Only the lines from the start of the data below through the line that contains "Target: window" are to be copied, exactly and without pictures.

Saved data entries
[Start of Attachment]
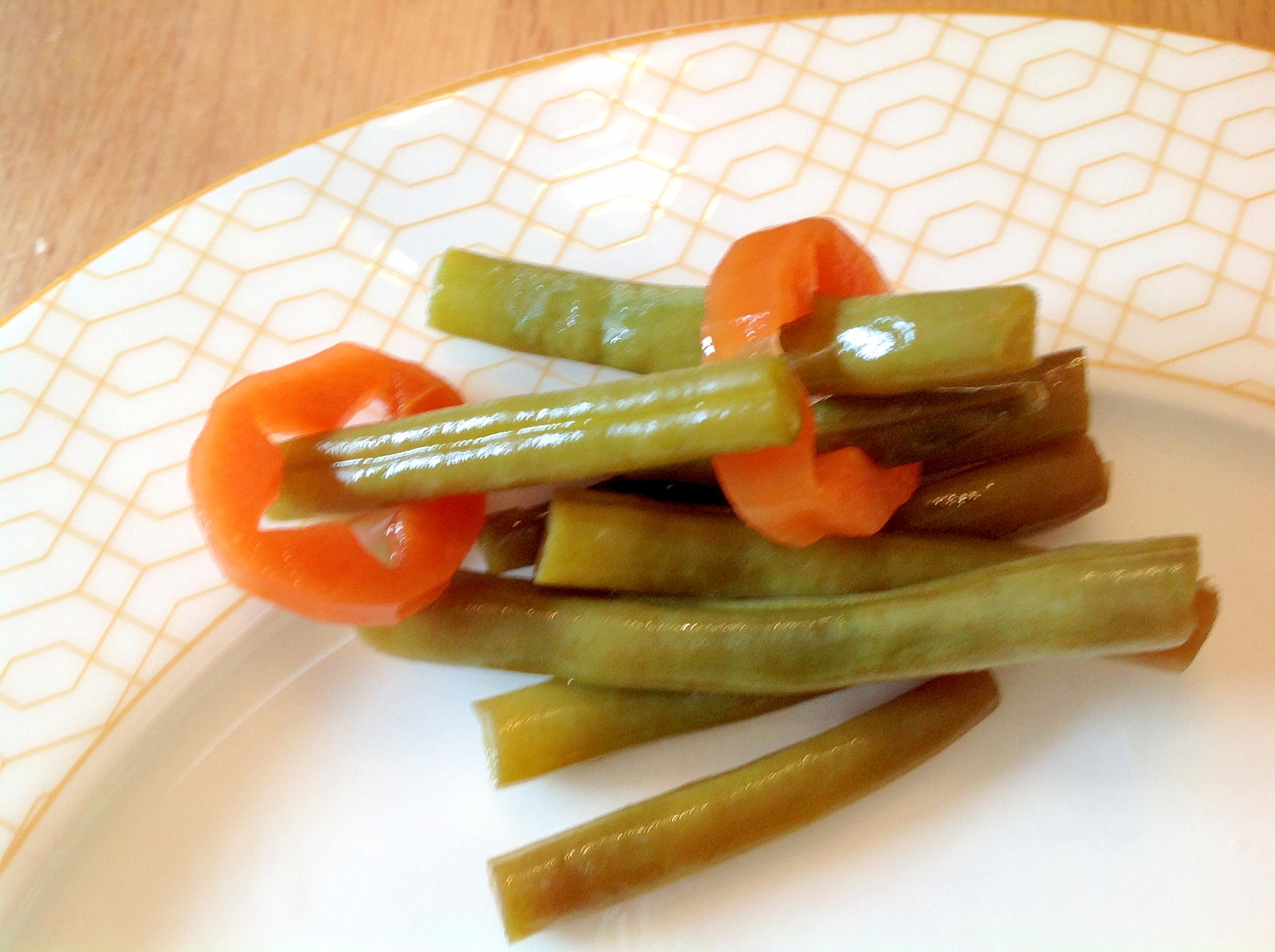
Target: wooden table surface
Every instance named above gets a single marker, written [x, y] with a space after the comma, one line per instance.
[114, 110]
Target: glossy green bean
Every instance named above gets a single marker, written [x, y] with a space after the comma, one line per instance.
[894, 344]
[582, 433]
[857, 345]
[559, 313]
[554, 724]
[628, 544]
[656, 841]
[949, 428]
[1064, 413]
[1014, 497]
[1096, 599]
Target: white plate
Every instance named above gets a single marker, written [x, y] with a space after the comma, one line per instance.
[184, 767]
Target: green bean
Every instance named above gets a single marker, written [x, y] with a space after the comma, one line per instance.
[582, 433]
[893, 344]
[1095, 599]
[1204, 608]
[945, 429]
[554, 724]
[857, 345]
[1065, 413]
[1014, 497]
[956, 428]
[656, 841]
[624, 543]
[511, 539]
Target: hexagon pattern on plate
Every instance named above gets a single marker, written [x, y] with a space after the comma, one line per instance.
[1128, 174]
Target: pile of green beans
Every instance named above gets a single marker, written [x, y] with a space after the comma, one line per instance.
[656, 618]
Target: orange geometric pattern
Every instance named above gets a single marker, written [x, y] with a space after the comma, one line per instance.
[1128, 174]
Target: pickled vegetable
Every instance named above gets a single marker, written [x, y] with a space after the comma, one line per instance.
[1095, 599]
[1206, 610]
[893, 344]
[558, 313]
[1014, 497]
[629, 544]
[945, 429]
[554, 724]
[512, 539]
[1065, 413]
[898, 342]
[656, 841]
[1019, 495]
[594, 430]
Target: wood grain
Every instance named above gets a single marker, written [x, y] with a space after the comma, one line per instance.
[113, 112]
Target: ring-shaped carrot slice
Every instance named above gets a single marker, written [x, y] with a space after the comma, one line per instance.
[790, 494]
[323, 571]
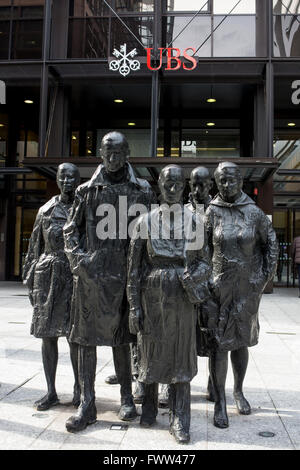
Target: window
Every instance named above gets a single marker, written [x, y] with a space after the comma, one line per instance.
[246, 7]
[190, 5]
[138, 6]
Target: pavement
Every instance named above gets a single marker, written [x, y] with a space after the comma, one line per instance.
[272, 386]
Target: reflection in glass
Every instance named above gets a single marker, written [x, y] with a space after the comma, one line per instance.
[191, 5]
[3, 138]
[134, 5]
[28, 9]
[287, 153]
[88, 38]
[4, 39]
[286, 36]
[5, 12]
[199, 143]
[225, 6]
[27, 38]
[139, 141]
[142, 27]
[193, 36]
[286, 7]
[235, 37]
[84, 8]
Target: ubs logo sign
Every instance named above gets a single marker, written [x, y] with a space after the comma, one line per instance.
[125, 62]
[296, 93]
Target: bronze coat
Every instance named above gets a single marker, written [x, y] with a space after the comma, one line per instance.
[244, 255]
[47, 272]
[156, 267]
[99, 304]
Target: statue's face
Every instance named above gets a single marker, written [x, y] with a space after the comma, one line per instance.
[171, 186]
[200, 187]
[114, 156]
[229, 184]
[67, 179]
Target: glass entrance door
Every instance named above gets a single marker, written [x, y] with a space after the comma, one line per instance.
[286, 223]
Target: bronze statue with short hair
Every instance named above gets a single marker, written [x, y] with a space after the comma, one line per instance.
[162, 312]
[244, 257]
[99, 265]
[47, 274]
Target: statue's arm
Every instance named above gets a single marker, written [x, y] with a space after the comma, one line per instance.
[134, 275]
[270, 247]
[74, 231]
[35, 249]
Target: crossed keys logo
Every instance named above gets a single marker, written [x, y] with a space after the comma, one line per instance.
[124, 63]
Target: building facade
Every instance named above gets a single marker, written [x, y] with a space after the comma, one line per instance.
[232, 92]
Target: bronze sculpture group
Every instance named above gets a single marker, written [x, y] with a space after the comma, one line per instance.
[174, 301]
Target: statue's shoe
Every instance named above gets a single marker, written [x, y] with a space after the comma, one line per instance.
[86, 415]
[181, 436]
[76, 396]
[46, 402]
[112, 380]
[128, 410]
[220, 416]
[163, 397]
[139, 393]
[147, 421]
[243, 406]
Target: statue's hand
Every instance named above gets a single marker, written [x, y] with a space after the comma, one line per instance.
[135, 320]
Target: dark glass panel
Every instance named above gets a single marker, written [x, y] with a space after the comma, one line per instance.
[27, 39]
[28, 8]
[88, 38]
[142, 27]
[194, 35]
[287, 7]
[134, 5]
[287, 36]
[84, 8]
[235, 37]
[4, 39]
[5, 10]
[191, 5]
[246, 7]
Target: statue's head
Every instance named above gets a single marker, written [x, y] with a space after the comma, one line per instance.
[67, 178]
[171, 184]
[200, 184]
[229, 180]
[114, 151]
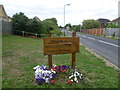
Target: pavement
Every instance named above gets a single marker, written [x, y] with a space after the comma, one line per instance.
[107, 48]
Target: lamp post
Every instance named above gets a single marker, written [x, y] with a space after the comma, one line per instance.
[64, 17]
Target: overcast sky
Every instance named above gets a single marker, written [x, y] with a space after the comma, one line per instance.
[78, 10]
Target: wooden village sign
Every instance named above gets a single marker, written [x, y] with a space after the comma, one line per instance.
[61, 45]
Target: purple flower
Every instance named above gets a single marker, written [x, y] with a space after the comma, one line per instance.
[37, 79]
[47, 80]
[39, 83]
[54, 76]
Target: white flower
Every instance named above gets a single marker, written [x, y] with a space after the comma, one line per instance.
[75, 79]
[36, 67]
[70, 76]
[54, 65]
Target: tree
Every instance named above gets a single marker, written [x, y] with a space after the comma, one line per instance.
[90, 24]
[19, 21]
[68, 25]
[112, 25]
[51, 26]
[34, 26]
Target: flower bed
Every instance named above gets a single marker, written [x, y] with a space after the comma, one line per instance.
[44, 75]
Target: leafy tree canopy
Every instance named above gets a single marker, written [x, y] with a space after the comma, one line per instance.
[112, 25]
[90, 24]
[19, 21]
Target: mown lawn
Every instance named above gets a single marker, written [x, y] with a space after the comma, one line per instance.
[21, 54]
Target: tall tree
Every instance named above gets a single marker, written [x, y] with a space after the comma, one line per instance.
[19, 21]
[90, 24]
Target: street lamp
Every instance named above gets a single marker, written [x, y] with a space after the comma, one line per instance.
[64, 17]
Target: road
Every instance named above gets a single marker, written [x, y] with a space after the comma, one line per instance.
[105, 47]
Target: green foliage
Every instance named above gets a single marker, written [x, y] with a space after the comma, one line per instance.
[112, 25]
[34, 26]
[68, 25]
[90, 24]
[25, 53]
[19, 21]
[23, 23]
[51, 26]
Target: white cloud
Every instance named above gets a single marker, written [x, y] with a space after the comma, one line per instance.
[75, 13]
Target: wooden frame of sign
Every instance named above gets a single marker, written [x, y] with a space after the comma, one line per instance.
[61, 45]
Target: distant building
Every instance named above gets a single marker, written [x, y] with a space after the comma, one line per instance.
[116, 21]
[3, 14]
[36, 18]
[103, 22]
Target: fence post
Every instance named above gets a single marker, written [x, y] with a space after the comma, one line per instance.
[49, 56]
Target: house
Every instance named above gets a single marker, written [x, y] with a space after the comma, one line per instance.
[103, 22]
[116, 21]
[3, 14]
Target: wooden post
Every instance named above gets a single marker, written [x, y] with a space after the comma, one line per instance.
[73, 54]
[23, 33]
[50, 57]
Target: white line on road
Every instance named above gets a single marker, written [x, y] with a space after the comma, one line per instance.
[91, 38]
[108, 43]
[84, 36]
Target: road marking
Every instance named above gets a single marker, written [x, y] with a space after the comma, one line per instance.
[83, 36]
[109, 43]
[91, 38]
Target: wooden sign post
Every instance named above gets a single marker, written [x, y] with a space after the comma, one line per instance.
[73, 54]
[61, 46]
[49, 56]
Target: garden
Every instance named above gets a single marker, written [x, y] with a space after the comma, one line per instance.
[25, 66]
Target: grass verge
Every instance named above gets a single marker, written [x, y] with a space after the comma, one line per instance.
[20, 55]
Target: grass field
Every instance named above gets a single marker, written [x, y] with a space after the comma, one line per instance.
[21, 54]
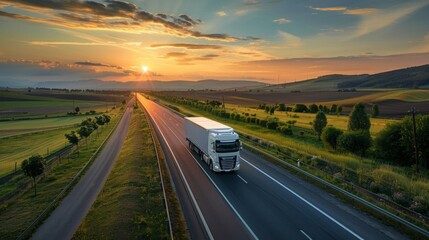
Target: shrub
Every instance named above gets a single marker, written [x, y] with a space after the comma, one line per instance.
[286, 130]
[300, 108]
[388, 145]
[330, 137]
[358, 119]
[357, 142]
[272, 124]
[319, 123]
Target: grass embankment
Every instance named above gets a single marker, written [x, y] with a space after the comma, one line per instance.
[131, 204]
[20, 147]
[17, 215]
[394, 183]
[16, 127]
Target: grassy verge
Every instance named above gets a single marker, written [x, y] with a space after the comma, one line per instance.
[17, 215]
[130, 206]
[393, 184]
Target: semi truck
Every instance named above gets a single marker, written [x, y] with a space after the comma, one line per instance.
[216, 144]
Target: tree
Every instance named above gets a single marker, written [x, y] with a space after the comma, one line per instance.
[313, 108]
[375, 112]
[300, 108]
[358, 119]
[357, 142]
[85, 131]
[389, 145]
[33, 167]
[319, 123]
[334, 108]
[340, 110]
[73, 139]
[330, 137]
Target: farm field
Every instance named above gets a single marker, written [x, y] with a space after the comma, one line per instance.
[132, 191]
[303, 120]
[392, 103]
[15, 216]
[9, 128]
[20, 147]
[42, 103]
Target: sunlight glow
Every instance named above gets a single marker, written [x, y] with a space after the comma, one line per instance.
[145, 69]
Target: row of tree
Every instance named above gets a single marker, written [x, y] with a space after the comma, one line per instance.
[87, 127]
[397, 143]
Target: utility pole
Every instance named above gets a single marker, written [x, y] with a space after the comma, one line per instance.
[416, 151]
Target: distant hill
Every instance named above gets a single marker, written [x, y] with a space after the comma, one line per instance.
[414, 77]
[150, 85]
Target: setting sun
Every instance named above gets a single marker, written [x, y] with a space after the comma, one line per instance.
[145, 69]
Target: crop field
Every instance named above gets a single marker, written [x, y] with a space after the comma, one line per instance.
[303, 120]
[20, 147]
[9, 128]
[392, 103]
[38, 103]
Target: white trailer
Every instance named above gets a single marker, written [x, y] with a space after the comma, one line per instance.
[217, 144]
[End of Attachment]
#### Expected answer
Target: wooden table surface
Every instance named above gets a single marker, written [x, y] with a space after the comma, one line per instance.
[114, 110]
Target: glossy green bean
Every instance named above gets a single marker, written [x, y] with a space after the comma, one line per instance.
[894, 344]
[582, 433]
[857, 345]
[559, 313]
[554, 724]
[628, 544]
[656, 841]
[949, 428]
[1064, 413]
[1014, 497]
[1096, 599]
Target: white plate
Every instance named above gets a single marker, written [x, y] with a space after the comma, one line per instance.
[184, 767]
Target: green bean
Every instance named above gets a single marker, written [x, y] with a space after the comma, one line per instance.
[582, 433]
[893, 344]
[1095, 599]
[1204, 608]
[945, 429]
[554, 724]
[857, 345]
[1065, 413]
[1014, 497]
[956, 428]
[656, 841]
[624, 543]
[511, 539]
Target: hexagon pattern on plate
Every instance named above gets a single marker, written [x, y] with a space after the comma, one line per instance.
[1128, 174]
Target: pile of green beans
Every instance named above gets a single marker, written [x, y] with a space after the comma, one line per instance.
[656, 618]
Target: orange geometric pattern
Every instance named above gets a single marker, written [x, y] with a space after the comma, one line per instance.
[1128, 174]
Target: pickled vegetable
Every instance named above gets a single marker, written [x, y] with a space after the comma, one line per instance.
[1095, 599]
[1206, 610]
[893, 344]
[558, 313]
[1014, 497]
[629, 544]
[945, 429]
[554, 724]
[512, 539]
[1065, 413]
[898, 342]
[656, 841]
[1019, 495]
[594, 430]
Target: wood grain
Every instance named above gets a single marker, written [x, y] with a space after the comma, one line per instance.
[113, 112]
Target: ring-shaped carrot slice
Every instance named above gets a single marker, written [x, y] with a space after the comma, one line per instance.
[790, 494]
[323, 571]
Target: window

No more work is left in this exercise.